Annotation data for object locations

____

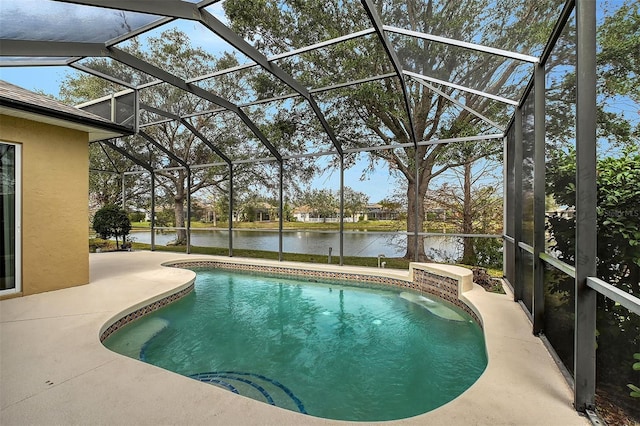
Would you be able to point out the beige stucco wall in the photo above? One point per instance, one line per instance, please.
(55, 187)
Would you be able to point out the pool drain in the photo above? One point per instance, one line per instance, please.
(254, 386)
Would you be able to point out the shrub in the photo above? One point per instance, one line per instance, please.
(111, 221)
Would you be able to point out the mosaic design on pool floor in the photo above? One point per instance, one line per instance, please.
(254, 386)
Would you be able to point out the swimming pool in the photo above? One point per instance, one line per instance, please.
(327, 349)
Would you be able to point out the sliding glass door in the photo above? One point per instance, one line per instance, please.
(9, 218)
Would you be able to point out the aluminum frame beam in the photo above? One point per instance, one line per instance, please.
(586, 207)
(377, 24)
(178, 82)
(460, 104)
(288, 54)
(464, 44)
(463, 88)
(128, 155)
(190, 11)
(191, 128)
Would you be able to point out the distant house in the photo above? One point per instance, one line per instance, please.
(305, 213)
(44, 187)
(375, 211)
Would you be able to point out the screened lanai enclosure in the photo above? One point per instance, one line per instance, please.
(478, 129)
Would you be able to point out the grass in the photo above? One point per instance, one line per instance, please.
(368, 225)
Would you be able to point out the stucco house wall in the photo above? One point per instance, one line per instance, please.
(55, 187)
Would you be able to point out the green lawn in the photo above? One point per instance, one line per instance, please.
(369, 225)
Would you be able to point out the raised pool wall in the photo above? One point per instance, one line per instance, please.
(448, 282)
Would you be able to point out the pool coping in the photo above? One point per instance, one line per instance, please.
(54, 369)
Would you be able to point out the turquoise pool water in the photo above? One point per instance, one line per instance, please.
(326, 349)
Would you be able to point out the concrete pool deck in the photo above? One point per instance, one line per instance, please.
(54, 370)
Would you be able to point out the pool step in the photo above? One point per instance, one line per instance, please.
(254, 386)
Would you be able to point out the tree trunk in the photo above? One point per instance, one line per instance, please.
(414, 219)
(178, 208)
(468, 253)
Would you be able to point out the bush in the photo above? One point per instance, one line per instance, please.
(136, 217)
(111, 221)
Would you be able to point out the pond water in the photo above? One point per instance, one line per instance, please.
(362, 244)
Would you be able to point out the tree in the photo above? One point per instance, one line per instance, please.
(373, 113)
(173, 52)
(111, 221)
(476, 206)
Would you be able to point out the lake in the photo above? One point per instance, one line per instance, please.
(360, 243)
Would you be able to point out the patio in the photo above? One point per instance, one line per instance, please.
(55, 370)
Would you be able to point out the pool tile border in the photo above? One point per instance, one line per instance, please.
(424, 281)
(145, 310)
(445, 288)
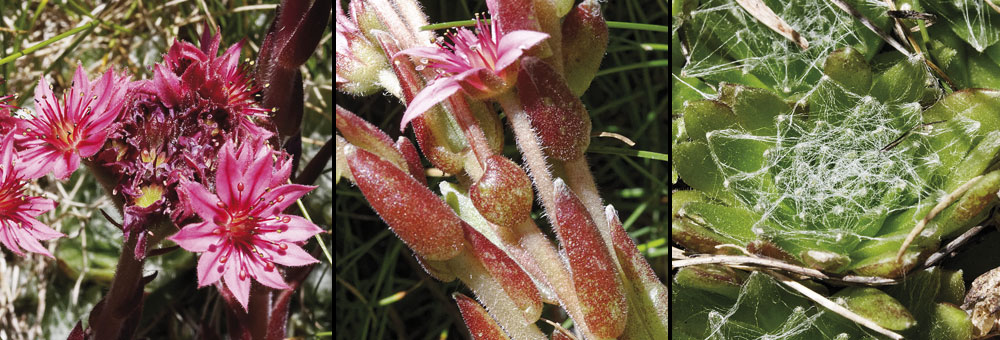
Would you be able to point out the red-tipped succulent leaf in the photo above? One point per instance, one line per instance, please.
(421, 219)
(557, 115)
(515, 282)
(409, 152)
(480, 323)
(647, 295)
(594, 272)
(585, 40)
(503, 195)
(363, 134)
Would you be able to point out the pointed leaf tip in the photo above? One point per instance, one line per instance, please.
(593, 270)
(515, 282)
(481, 324)
(421, 219)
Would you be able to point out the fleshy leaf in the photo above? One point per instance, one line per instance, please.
(877, 306)
(594, 272)
(585, 40)
(647, 296)
(503, 195)
(481, 324)
(424, 222)
(557, 115)
(363, 134)
(515, 282)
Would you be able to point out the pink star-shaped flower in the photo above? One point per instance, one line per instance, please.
(64, 131)
(476, 62)
(18, 226)
(244, 232)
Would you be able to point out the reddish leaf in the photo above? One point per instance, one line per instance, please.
(480, 324)
(422, 220)
(405, 147)
(585, 40)
(556, 114)
(503, 195)
(647, 295)
(515, 282)
(363, 134)
(594, 272)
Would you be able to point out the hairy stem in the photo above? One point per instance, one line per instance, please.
(531, 150)
(581, 181)
(259, 308)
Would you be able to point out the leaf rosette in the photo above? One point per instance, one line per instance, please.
(837, 179)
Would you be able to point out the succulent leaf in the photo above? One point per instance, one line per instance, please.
(424, 222)
(585, 40)
(503, 195)
(558, 116)
(646, 295)
(515, 282)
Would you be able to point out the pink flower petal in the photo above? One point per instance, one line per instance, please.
(435, 92)
(256, 179)
(36, 206)
(513, 44)
(283, 197)
(65, 165)
(228, 174)
(197, 237)
(297, 229)
(40, 231)
(30, 243)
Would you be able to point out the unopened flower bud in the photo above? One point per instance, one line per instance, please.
(359, 61)
(503, 195)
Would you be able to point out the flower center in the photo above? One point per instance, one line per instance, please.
(242, 226)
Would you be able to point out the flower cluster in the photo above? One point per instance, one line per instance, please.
(244, 232)
(18, 226)
(189, 145)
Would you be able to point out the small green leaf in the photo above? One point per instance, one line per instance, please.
(877, 306)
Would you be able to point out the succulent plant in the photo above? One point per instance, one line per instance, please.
(481, 229)
(848, 161)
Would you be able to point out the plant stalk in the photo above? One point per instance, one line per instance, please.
(531, 150)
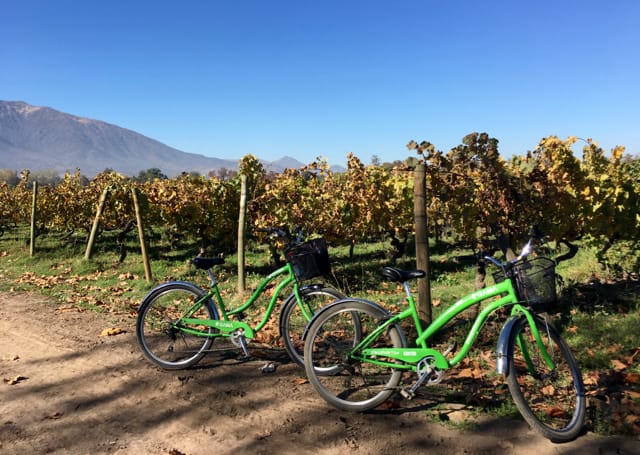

____

▶ **YOUR TASK**: Can you render the data above as a Markdown table with two columns, Row for the row number and Line for the line itself, skipping blank lines? Leave out the pictures.

▶ **SOLUTION TO THIS EXERCISE**:
| Row | Line |
|---|---|
| 1 | Would you be able to point out the beige stucco wall in the photo above? One point per instance, one line per instance, please. |
| 2 | (55, 187) |
| 3 | Would you be able to point out the pool drain in the photo above? One point per instance, one line per instance, please. |
| 4 | (254, 386) |
| 5 | Would you be able to point out the shrub in the photo above? One point per instance, one line per instance, please. |
| 6 | (111, 221) |
| 7 | Would you be able to point out the mosaic design on pool floor in the photo above? One point per instance, one line per instance, please. |
| 8 | (254, 386) |
| 9 | Would you be able to point out the swimming pool in the photo above? One point per instance, one line per instance, please. |
| 10 | (327, 349) |
| 11 | Would you be able to point out the sliding glass door in the photo above? One point per instance, one line per instance, please. |
| 12 | (9, 218) |
| 13 | Would you be able to point out the aluminum frame beam in the photo above? One point per instance, one line per instance, please. |
| 14 | (586, 207) |
| 15 | (377, 24) |
| 16 | (178, 82) |
| 17 | (460, 104) |
| 18 | (288, 54) |
| 19 | (464, 44) |
| 20 | (463, 88) |
| 21 | (128, 155) |
| 22 | (190, 11) |
| 23 | (191, 128) |
| 24 | Would you be able to point out the distant house in the photo above? One point per instance, one line per instance, please. |
| 25 | (305, 213) |
| 26 | (44, 187) |
| 27 | (375, 211) |
| 28 | Would you be able to point out the screened lanai enclosure in the photo above? One point per instance, one line per instance, please. |
| 29 | (478, 129) |
| 30 | Would you be able to point out the grass in the photo above? One point per instance, one line per instance, please. |
| 31 | (368, 225) |
| 32 | Would you be able to point out the stucco house wall in the photo above? One point per instance, one line per instance, please. |
| 33 | (55, 187) |
| 34 | Would you be able to point out the green lawn in the photo above? One point per instance, one line per instance, please. |
| 35 | (369, 225) |
| 36 | Would you be able to point out the raised pool wall in the photo above? One point per instance, one line per instance, please. |
| 37 | (448, 282) |
| 38 | Would you be able to point out the pool coping in the photo above? One point per instance, one line per instance, please. |
| 39 | (54, 369) |
| 40 | Would you be able to point out the turquoise pool water in the photo above? One point per instance, one line per instance, please. |
| 41 | (326, 349) |
| 42 | Would you be able to point out the concrete pool deck in the photo above? One point per instance, one line per instance, please. |
| 43 | (54, 370) |
| 44 | Would you be able to point out the pool step in the photo above? One point per instance, one line per instance, please. |
| 45 | (254, 386) |
| 46 | Would you be able to point out the tree trunk in the photo above? One point per instance, one line per instance, please. |
| 47 | (414, 219) |
| 48 | (178, 208) |
| 49 | (468, 253) |
| 50 | Would you be able to point out the bush in the photo above? One point per instance, one line per instance, please. |
| 51 | (136, 217) |
| 52 | (111, 221) |
| 53 | Would you be able to point out the pond water in the photo above? One point per instance, one line per instance, please. |
| 54 | (362, 244) |
| 55 | Would you be able to point out the tree in the photo above? One point per instance, one line per instance, please. |
| 56 | (373, 113) |
| 57 | (173, 52) |
| 58 | (111, 221) |
| 59 | (476, 206) |
| 60 | Would you be able to point out the lake in the photo above? One point per instance, one line per instance, please. |
| 61 | (360, 243) |
| 62 | Would you be able to point out the patio in the photo above? One point per instance, one line per instance, please. |
| 63 | (55, 370) |
| 64 | Would you be able to point out the pool tile border in the photo above? One point per instance, one line per instance, please. |
| 65 | (424, 281) |
| 66 | (145, 310) |
| 67 | (445, 288) |
| 68 | Would you be able to point out the red-tipped succulent leaf in the photo above? One point per instance, one line per instance, please. |
| 69 | (421, 219) |
| 70 | (557, 115) |
| 71 | (515, 282) |
| 72 | (409, 152) |
| 73 | (480, 323) |
| 74 | (647, 295) |
| 75 | (594, 272) |
| 76 | (585, 40) |
| 77 | (503, 195) |
| 78 | (363, 134) |
| 79 | Would you be able to point out the pointed leaf tip in the photo above? One point per instance, one line per instance, please. |
| 80 | (593, 270) |
| 81 | (515, 282) |
| 82 | (481, 324) |
| 83 | (421, 219) |
| 84 | Would you be able to point out the fleshy leaf in the photo above? One point per instance, one line per instance, please. |
| 85 | (877, 306) |
| 86 | (594, 272) |
| 87 | (585, 40) |
| 88 | (647, 296) |
| 89 | (503, 195) |
| 90 | (481, 324) |
| 91 | (424, 222) |
| 92 | (557, 115) |
| 93 | (363, 134) |
| 94 | (515, 282) |
| 95 | Would you be able to point out the pink star-shaped flower in the photo above? One point per instance, one line per instance, please. |
| 96 | (64, 131) |
| 97 | (476, 62) |
| 98 | (18, 226) |
| 99 | (244, 232) |
| 100 | Would you be able to point out the reddish leaf in the photo above? One point per instance, one line per instance, please. |
| 101 | (480, 324) |
| 102 | (422, 220) |
| 103 | (405, 147) |
| 104 | (585, 40) |
| 105 | (556, 114) |
| 106 | (503, 195) |
| 107 | (647, 295) |
| 108 | (515, 282) |
| 109 | (363, 134) |
| 110 | (594, 272) |
| 111 | Would you be able to point out the hairy stem in the photo above? One point per instance, one line per instance, please. |
| 112 | (531, 150) |
| 113 | (581, 181) |
| 114 | (259, 308) |
| 115 | Would you be able to point out the leaf rosette in the photo above? One point per instance, one line per instance, please. |
| 116 | (837, 179) |
| 117 | Would you be able to point out the succulent leaf in the photo above? One point per instance, one line per instance, please. |
| 118 | (424, 222) |
| 119 | (585, 40) |
| 120 | (503, 195) |
| 121 | (558, 116) |
| 122 | (646, 295) |
| 123 | (515, 282) |
| 124 | Would you be able to point out the pink flower petal in the photo above? One point per instance, one line per instance, please. |
| 125 | (435, 92) |
| 126 | (256, 179) |
| 127 | (36, 206) |
| 128 | (513, 44) |
| 129 | (283, 197) |
| 130 | (65, 165) |
| 131 | (228, 174) |
| 132 | (197, 237) |
| 133 | (297, 229) |
| 134 | (40, 231) |
| 135 | (30, 243) |
| 136 | Would you be able to point out the unopened flower bud in the photo above? One point per instance, one line per instance, please. |
| 137 | (359, 61) |
| 138 | (503, 195) |
| 139 | Would you be able to point out the flower center in the photo above? One point per instance, one line per instance, please. |
| 140 | (242, 226) |
| 141 | Would you be able to point out the flower cluster in the photo above? One point per instance, one line per instance, please. |
| 142 | (244, 232) |
| 143 | (18, 226) |
| 144 | (189, 145) |
| 145 | Would you be able to point out the small green leaf in the photo above? One point per instance, one line per instance, please. |
| 146 | (877, 306) |
| 147 | Would you be able to point out the succulent plant in the photo above? One point per instance, one line per instance, please. |
| 148 | (481, 229) |
| 149 | (848, 161) |
| 150 | Would you be able to point out the plant stalk in the photo above? One point per instance, one line per instance, please. |
| 151 | (531, 150) |